Aim —
Render the rows as a JSON list of strings, one string per line and blank lines omitted, from the start of the rows through the line holding "[444,202,469,242]", both included. Leave the pictures out of the answer.

Data provided —
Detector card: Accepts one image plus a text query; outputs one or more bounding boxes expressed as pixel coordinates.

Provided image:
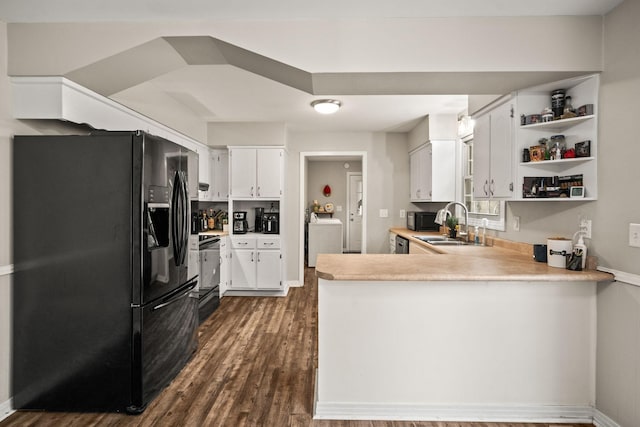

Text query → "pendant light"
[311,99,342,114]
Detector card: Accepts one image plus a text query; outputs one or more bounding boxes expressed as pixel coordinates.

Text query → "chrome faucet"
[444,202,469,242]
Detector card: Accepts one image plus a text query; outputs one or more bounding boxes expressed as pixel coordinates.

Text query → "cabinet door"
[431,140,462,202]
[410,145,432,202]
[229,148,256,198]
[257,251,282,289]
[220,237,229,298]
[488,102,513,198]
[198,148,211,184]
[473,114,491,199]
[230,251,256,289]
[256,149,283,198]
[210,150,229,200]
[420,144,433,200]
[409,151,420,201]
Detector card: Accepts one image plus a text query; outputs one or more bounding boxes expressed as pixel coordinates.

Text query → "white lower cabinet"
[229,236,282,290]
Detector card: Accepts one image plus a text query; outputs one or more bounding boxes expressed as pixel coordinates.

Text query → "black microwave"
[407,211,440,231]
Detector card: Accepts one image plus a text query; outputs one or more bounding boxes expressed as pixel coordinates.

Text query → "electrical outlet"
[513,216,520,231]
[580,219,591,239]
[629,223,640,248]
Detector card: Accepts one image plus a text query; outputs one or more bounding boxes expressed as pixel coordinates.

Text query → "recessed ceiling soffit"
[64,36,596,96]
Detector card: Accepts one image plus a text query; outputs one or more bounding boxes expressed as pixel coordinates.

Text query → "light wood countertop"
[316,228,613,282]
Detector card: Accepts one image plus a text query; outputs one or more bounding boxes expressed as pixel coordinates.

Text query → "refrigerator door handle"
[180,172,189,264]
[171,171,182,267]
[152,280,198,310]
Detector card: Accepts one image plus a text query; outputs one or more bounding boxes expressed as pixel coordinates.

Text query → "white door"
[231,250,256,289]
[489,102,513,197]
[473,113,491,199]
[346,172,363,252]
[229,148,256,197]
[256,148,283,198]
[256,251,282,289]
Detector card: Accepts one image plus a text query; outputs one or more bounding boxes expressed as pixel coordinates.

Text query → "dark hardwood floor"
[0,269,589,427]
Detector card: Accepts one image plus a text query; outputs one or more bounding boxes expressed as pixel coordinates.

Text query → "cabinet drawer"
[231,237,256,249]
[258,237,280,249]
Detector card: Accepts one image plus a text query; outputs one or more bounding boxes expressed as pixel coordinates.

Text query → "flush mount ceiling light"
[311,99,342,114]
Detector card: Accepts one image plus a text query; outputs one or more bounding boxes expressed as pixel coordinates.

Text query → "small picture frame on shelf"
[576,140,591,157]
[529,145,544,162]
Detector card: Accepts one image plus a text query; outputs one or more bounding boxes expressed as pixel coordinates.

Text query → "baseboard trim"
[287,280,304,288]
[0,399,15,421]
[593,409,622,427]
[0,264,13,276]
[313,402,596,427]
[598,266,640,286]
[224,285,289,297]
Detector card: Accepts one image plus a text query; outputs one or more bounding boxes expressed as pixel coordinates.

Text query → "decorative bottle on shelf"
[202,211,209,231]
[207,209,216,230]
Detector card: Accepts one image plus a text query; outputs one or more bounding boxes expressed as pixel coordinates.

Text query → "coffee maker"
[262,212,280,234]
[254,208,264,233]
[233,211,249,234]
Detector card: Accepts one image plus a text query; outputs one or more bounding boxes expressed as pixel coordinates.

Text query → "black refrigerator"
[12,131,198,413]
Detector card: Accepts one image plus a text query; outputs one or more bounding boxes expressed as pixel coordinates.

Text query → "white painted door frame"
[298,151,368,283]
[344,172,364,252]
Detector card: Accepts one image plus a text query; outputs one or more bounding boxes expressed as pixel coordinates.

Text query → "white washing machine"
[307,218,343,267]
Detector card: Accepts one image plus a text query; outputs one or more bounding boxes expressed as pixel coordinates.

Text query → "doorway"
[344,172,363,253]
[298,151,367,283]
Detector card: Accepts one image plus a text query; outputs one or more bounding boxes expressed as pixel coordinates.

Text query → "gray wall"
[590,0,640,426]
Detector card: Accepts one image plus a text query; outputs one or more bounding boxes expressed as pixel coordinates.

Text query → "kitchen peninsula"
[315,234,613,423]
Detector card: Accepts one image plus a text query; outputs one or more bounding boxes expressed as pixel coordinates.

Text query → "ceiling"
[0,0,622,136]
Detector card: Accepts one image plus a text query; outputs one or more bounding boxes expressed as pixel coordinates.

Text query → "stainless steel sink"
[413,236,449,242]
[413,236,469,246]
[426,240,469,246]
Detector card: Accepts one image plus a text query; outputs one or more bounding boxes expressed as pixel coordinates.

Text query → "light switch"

Output —
[
  "Detector card: Accepts one image plus a text query; outputs one or more bounding boxes expressed as pixel coordinates.",
  "Provided image:",
  "Text query → \"pendant light\"",
  "[311,99,342,114]",
  "Detector card: Accepts one image plus a text query; outputs one or more bounding boxes expressed as pixel coordinates.",
  "Text query → \"chrome faucet\"",
  "[444,202,469,242]"
]